> What to produce
Repeat everything in the material below, from the line containing "For each instance of the lake" down to the end of the material, with both ends included.

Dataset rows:
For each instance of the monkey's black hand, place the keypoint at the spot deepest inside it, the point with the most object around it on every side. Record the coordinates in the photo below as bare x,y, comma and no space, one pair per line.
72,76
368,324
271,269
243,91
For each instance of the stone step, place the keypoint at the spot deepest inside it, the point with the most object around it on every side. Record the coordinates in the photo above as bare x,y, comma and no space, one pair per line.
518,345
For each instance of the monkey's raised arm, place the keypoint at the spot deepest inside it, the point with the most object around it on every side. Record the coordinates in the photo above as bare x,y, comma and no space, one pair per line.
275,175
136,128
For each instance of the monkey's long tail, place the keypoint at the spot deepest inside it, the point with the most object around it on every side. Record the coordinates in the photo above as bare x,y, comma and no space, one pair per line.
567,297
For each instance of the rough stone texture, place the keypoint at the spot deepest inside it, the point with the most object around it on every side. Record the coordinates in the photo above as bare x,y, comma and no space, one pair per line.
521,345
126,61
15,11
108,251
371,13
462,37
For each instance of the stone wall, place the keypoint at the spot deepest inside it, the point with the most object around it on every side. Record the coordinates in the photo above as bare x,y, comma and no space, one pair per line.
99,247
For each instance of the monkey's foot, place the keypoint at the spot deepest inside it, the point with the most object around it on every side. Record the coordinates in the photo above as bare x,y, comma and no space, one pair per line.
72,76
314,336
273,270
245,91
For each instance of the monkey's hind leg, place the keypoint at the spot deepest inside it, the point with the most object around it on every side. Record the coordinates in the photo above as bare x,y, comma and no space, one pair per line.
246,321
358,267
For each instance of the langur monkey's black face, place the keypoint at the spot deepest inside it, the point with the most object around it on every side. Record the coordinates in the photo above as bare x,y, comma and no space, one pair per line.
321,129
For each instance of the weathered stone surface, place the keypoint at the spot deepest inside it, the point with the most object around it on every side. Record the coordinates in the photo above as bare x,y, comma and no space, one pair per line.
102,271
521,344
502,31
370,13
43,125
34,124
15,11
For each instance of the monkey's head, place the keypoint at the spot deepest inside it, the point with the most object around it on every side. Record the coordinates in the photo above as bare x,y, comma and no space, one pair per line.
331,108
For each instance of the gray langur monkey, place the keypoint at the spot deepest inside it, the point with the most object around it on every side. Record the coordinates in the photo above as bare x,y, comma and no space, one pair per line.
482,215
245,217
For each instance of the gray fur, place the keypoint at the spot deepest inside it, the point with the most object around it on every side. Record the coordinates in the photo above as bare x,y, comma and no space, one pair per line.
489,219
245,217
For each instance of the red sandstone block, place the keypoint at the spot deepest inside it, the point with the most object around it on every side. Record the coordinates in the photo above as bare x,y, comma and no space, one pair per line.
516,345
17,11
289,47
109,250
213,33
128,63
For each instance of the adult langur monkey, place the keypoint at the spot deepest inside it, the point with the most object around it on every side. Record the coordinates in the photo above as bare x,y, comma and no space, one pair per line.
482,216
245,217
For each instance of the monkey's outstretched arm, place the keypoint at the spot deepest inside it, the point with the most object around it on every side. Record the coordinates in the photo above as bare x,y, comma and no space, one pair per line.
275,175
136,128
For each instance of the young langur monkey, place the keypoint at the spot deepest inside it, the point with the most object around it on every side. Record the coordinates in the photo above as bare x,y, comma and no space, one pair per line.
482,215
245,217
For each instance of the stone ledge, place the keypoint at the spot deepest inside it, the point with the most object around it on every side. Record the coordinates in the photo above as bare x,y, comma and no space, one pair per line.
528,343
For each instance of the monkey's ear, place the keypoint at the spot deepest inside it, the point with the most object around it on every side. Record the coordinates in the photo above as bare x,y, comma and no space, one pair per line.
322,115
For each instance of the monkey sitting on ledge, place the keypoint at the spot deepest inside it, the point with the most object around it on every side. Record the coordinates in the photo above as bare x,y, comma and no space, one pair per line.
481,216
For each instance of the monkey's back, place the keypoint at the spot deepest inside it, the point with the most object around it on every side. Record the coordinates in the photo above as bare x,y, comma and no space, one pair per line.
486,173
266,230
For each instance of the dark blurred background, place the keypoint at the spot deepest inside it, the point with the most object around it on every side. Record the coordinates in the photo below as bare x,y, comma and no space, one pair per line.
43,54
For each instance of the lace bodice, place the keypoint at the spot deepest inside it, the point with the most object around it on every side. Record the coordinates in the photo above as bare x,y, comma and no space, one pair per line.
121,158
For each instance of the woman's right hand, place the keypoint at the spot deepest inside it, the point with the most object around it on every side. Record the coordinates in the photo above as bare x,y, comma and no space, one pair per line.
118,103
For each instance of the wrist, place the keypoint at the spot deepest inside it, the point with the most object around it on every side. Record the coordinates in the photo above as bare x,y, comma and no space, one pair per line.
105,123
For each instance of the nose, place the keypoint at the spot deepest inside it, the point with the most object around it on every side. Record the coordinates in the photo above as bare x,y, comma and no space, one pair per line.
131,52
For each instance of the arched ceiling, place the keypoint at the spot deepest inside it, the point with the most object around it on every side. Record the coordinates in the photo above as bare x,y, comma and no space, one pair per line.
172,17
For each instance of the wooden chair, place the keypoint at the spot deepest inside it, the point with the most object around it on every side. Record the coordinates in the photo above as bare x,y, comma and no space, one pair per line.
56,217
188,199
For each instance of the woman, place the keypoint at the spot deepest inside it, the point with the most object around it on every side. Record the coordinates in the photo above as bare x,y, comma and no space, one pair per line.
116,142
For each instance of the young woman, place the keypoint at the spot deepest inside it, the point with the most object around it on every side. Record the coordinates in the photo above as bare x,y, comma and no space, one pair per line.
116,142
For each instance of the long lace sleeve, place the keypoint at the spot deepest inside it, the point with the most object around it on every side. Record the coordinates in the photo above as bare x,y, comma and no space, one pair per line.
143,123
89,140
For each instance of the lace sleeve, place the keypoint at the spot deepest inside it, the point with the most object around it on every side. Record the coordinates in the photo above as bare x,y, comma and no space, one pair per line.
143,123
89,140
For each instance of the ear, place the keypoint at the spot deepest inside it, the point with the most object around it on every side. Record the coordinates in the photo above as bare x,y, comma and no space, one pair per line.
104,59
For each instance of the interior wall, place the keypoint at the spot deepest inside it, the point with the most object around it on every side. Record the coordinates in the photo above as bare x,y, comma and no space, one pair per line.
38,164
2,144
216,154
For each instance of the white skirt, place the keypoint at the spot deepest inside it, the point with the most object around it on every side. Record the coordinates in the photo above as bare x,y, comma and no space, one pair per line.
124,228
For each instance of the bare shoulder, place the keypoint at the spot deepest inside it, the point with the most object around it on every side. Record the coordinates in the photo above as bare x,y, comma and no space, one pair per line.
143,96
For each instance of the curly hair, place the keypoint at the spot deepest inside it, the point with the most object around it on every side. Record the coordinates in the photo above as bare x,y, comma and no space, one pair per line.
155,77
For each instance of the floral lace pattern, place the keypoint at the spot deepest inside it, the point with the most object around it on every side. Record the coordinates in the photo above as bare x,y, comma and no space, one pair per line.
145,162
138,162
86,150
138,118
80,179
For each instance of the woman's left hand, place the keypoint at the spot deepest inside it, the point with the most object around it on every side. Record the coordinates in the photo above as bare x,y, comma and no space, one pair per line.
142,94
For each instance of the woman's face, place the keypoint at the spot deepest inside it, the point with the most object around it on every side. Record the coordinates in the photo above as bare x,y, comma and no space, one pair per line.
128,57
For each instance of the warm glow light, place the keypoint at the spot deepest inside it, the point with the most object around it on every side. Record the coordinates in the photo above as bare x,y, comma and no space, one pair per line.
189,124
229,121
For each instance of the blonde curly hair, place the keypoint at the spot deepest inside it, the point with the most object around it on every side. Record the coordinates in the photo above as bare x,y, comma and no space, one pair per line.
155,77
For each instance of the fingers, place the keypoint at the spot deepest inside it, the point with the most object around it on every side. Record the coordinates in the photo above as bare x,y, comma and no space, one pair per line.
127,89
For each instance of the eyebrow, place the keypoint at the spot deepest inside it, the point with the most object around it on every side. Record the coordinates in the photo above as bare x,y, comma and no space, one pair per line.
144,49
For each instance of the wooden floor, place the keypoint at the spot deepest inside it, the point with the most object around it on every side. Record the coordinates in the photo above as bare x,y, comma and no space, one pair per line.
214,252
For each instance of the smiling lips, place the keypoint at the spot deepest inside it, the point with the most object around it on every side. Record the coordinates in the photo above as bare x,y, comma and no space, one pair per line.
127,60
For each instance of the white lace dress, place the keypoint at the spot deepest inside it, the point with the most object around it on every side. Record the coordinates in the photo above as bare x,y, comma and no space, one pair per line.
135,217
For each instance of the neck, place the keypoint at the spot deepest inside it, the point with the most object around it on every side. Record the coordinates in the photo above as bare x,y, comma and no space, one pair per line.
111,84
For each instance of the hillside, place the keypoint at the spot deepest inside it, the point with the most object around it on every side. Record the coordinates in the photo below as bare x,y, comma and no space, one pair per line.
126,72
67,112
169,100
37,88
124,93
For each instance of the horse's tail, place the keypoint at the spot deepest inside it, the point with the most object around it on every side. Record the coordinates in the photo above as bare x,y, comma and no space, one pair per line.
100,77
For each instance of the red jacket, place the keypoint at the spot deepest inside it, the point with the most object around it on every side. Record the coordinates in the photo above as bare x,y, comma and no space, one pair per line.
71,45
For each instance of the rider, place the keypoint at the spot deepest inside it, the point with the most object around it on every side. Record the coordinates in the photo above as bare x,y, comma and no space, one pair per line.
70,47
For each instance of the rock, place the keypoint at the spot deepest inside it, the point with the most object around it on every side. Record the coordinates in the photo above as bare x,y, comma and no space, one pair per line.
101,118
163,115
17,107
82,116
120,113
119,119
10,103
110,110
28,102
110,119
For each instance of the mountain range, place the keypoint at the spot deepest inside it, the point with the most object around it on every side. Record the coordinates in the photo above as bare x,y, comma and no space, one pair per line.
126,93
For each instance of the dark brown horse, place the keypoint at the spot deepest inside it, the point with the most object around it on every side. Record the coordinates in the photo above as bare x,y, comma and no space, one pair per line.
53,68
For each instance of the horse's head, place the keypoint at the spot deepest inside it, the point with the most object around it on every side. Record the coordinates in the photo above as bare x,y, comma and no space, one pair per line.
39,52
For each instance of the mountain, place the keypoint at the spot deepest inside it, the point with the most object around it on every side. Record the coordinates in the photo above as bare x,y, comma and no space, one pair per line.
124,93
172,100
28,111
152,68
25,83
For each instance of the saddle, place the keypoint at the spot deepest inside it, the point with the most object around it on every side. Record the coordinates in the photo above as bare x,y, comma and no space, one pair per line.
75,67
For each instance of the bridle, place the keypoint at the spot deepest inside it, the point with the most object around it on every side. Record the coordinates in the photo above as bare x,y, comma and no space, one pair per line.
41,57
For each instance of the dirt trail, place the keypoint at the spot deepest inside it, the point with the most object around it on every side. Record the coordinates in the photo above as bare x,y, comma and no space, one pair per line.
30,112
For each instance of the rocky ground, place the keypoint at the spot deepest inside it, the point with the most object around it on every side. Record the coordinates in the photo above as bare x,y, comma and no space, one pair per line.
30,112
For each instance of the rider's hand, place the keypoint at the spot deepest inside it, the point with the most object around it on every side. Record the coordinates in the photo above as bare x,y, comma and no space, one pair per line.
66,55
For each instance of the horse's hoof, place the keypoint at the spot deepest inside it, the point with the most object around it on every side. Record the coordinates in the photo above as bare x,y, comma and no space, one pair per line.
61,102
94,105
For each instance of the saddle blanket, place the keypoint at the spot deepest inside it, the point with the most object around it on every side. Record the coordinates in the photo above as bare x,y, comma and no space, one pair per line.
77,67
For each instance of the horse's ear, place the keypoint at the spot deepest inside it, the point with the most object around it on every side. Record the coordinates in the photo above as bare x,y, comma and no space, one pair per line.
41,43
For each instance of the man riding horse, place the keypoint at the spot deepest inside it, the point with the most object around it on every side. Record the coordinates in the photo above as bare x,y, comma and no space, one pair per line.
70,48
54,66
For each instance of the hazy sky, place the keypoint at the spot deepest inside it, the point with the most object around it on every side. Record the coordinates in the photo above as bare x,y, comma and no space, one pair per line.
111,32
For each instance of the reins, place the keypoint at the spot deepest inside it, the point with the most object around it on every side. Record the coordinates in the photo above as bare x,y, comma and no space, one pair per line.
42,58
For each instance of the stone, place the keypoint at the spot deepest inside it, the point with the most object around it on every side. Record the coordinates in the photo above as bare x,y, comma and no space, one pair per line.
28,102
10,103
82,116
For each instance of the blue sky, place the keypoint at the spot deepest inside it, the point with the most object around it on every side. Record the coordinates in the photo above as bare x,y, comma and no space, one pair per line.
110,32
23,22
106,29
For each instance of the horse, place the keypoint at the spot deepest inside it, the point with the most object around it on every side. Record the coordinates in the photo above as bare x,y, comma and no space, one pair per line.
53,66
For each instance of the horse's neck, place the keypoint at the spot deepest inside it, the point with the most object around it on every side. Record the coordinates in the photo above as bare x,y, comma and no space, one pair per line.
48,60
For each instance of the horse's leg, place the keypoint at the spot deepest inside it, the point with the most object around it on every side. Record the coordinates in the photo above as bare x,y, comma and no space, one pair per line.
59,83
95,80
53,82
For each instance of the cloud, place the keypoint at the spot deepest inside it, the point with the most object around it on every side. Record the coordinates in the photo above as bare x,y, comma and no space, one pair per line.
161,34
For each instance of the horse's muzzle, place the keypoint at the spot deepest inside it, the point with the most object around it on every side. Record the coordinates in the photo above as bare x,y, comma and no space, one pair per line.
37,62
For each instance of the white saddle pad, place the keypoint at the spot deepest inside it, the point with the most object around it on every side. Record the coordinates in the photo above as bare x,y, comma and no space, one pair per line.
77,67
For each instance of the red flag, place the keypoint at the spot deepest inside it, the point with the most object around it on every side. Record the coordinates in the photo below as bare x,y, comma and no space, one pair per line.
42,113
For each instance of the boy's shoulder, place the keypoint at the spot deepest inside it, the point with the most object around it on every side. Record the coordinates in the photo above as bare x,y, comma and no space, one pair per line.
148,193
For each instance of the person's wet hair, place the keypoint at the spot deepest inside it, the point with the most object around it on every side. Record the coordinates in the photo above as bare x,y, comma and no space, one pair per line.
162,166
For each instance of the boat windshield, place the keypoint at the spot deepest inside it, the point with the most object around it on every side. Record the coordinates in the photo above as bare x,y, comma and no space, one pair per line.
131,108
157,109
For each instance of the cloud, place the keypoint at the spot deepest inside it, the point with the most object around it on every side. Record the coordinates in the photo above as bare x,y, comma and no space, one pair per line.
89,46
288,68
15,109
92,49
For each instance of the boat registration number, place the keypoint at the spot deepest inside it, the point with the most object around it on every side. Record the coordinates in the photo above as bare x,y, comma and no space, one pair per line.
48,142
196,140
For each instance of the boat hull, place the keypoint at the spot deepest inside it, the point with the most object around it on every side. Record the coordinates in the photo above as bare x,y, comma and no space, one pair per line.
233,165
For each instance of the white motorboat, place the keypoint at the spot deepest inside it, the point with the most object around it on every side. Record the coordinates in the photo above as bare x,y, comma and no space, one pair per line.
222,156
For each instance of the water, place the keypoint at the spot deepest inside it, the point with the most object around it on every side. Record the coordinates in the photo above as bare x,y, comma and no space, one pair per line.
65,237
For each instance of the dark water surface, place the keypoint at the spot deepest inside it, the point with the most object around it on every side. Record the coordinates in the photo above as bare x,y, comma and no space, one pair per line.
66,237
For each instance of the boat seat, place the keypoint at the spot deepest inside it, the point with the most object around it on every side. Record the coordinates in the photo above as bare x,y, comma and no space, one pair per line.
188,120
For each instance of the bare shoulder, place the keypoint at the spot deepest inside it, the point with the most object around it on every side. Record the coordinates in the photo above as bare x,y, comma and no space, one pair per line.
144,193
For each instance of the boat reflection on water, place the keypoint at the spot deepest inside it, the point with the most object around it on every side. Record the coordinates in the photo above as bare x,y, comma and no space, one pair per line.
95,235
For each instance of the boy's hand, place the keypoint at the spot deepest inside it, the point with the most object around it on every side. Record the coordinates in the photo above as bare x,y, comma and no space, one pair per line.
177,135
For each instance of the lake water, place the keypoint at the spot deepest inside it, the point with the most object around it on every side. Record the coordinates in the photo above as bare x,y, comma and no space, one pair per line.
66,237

> Full response
For each instance of the lake water, place the keypoint at the spot deepest inside it, the point with the most object around it on every side. Record the coordinates in the photo above as bare x,y, comma and no space, one pair per line.
66,237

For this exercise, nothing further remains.